# Show that $\int_0^\pi\frac{2\cos(2\theta)+\cos(3\theta)}{5+4\cos(\theta)}d\theta=\frac{\pi}{8}$

I want to prove that $\displaystyle\int_0^\pi\frac{2\cos(2\theta)+\cos(3\theta)}{5+4\cos(\theta)}d\theta=\frac{\pi}{8}$

My ideas, I don't know if they lead anywhere:

Let's substitute $\cos(\theta)=\frac{e^{i\theta}+e^{-i\theta}}{2}$ and $z=e^{i\theta}$ right after:

$\displaystyle\int_0^\pi\frac{2\cos(2\theta)+\cos(3\theta)}{5+4\cos(\theta)}d\theta=-i\cdot\int_1^{-1}\frac{z^2+z^{-2}+\frac{1}{2}z^3+\frac{1}{2}z^{-3}}{5z+2z^2+2}dz$

This now gives me 4 new integrals, for example

$\displaystyle-i\int_1^{-1}\frac{z^2}{2z^2+5z+2}dz$, $\displaystyle-i\int_1^{-1}\frac{1}{2z^4+5z^3+2z^2}dz$ and so on.

But since I haven't been able to solve any of the new integrals, I'm a little lost.

Edit: Can't I do a partial fractions decomposition of all the 4 integrals and solve them seperately?

What you are asked to do
According to the forum post on the definite integral, how many new integrals does the substitution produce?

Dataset content

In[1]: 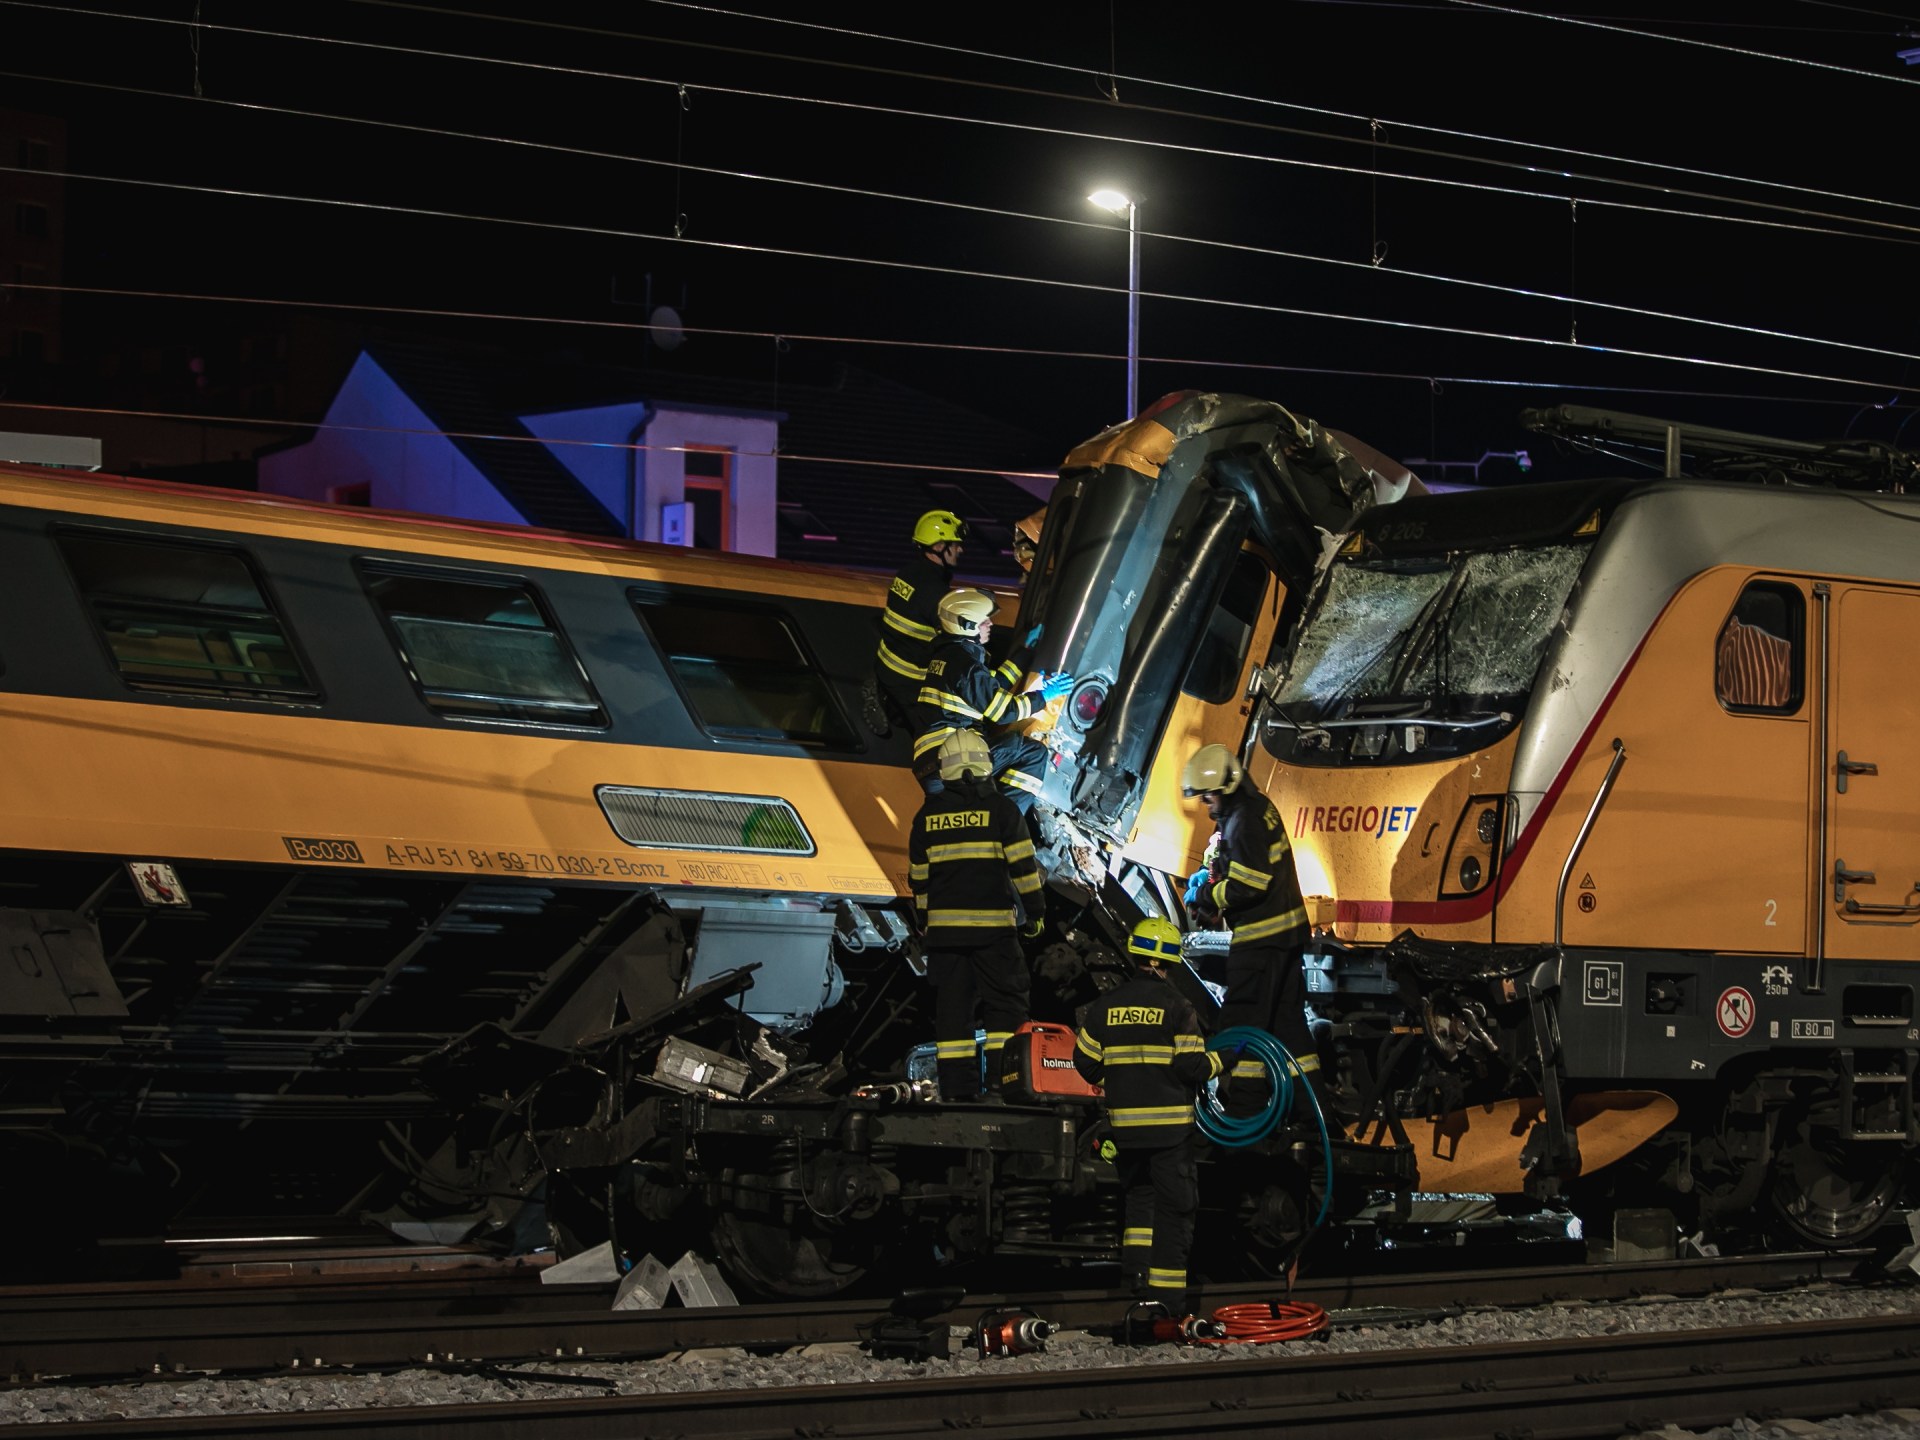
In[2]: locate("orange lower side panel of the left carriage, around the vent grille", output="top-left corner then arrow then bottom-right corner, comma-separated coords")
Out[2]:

Your solution
Four new integrals.